= Document =
┄┄┄┄┄┄┄┄┄┄┄┄┄┄┄┄┄┄┄┄

Tuesday, December 24, 2013

Christmas Eve Ramblings

Christmas Eve brings back many memories. I spent several childhood Christmases in England, a few in Texas, and more in Kentucky. What I wanted most was a white Christmas, but, even in Kentucky, heavy snow didn’t occur often. Instead, we might be teased with flurries, fat flakes that floated down from a grey sky, drifting with the wind to the ground and melting in seconds. More often we would endure bitter cold nights and crisp days, the light, blue skies covered in wispy, white clouds. Layers of clothing, scarves, mittens, and earmuffs never seemed quite enough to combat the chill. That didn’t matter though, for it was the holiday season: time to be happy and, moreover, good!

When I was a child, anticipation overwhelmed me. I counted the days, even the hours, until Christmas morning. Sometimes my brother and I were allowed to open a “Christmas Eve” gift. Otherwise, we endured that final, long night and were up at dawn ready to open presents. My family was not wealthy by any means, but my parents always made sure, within reason, of course, that we received what we had asked “Santa” to bring us. We would wrap ourselves in warm, wool or chenille robes and wait for the coal furnace to crank up enough for the festivities to begin. Those mornings were happy, and years later, when my own sons were with me still, I did all I could to recreate in my own home, a similar atmosphere of warmth and joy.

Years have sprinted by. Times have changed. No children will be tugging me out of bed the minute the sun slips over the horizon tomorrow. Instead my husband and I probably will sleep well into the morning. We celebrated with the grandchildren three days before Christmas this year, and I pretended it was the “real day”. It worked. We had a wonderful celebration with good food, lively conversation, lots of hugs, plenty of photographs, and, of course, those gifts. The highlight for each grandkid this year was receiving a mini iPad. I told my son, Justin, that his children would probably never speak to him again! “Their eyes will be glued, more often than not, to that little illuminated screen,” I told him with a smile. He chuckled, but inside, I believe he must have shuddered slightly.

┄┄┄┄┄┄┄┄┄┄┄┄┄┄┄┄┄┄┄┄

= Some records =

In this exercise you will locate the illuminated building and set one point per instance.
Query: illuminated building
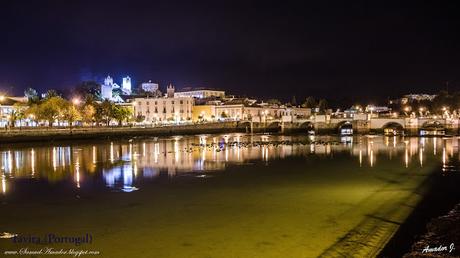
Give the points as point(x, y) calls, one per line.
point(200, 94)
point(164, 110)
point(126, 85)
point(149, 86)
point(107, 89)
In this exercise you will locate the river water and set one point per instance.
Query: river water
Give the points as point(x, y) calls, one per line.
point(232, 195)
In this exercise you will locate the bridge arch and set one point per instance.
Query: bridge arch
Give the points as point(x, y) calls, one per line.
point(433, 124)
point(394, 125)
point(345, 127)
point(393, 128)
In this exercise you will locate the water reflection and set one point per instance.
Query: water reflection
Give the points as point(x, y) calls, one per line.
point(123, 163)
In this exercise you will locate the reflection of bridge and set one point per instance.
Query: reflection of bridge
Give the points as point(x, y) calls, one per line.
point(360, 124)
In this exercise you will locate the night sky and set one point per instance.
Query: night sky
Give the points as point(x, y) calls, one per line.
point(328, 49)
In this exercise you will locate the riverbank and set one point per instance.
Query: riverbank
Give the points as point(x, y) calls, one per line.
point(441, 195)
point(84, 133)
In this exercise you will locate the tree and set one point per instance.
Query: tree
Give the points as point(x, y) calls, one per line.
point(140, 118)
point(32, 95)
point(51, 109)
point(70, 113)
point(310, 102)
point(16, 114)
point(121, 114)
point(294, 101)
point(88, 113)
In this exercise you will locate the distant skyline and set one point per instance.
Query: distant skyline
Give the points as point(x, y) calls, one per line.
point(335, 50)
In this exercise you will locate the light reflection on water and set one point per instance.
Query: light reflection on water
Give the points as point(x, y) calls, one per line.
point(123, 163)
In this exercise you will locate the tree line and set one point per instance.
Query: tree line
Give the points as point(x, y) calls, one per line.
point(54, 109)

┄┄┄┄┄┄┄┄┄┄┄┄┄┄┄┄┄┄┄┄

= What to do =
**A)** Summarize the Christmas Eve post in two sentences.
**B)** According to the Christmas Eve post, what did the celebration with the grandchildren include? List every item named.
The records stand apart from the text.

= Answers below =
**A)** The writer recalls childhood Christmases in England, Texas, and Kentucky, remembering the hope for a white Christmas and the eager wait for Christmas morning alongside a brother. Now the writer and husband expect to sleep late on Christmas Day, having already celebrated with the grandchildren three days early, when each grandchild received a mini iPad.

**B)**
- Good food
- Lively conversation
- Lots of hugs
- Plenty of photographs
- Gifts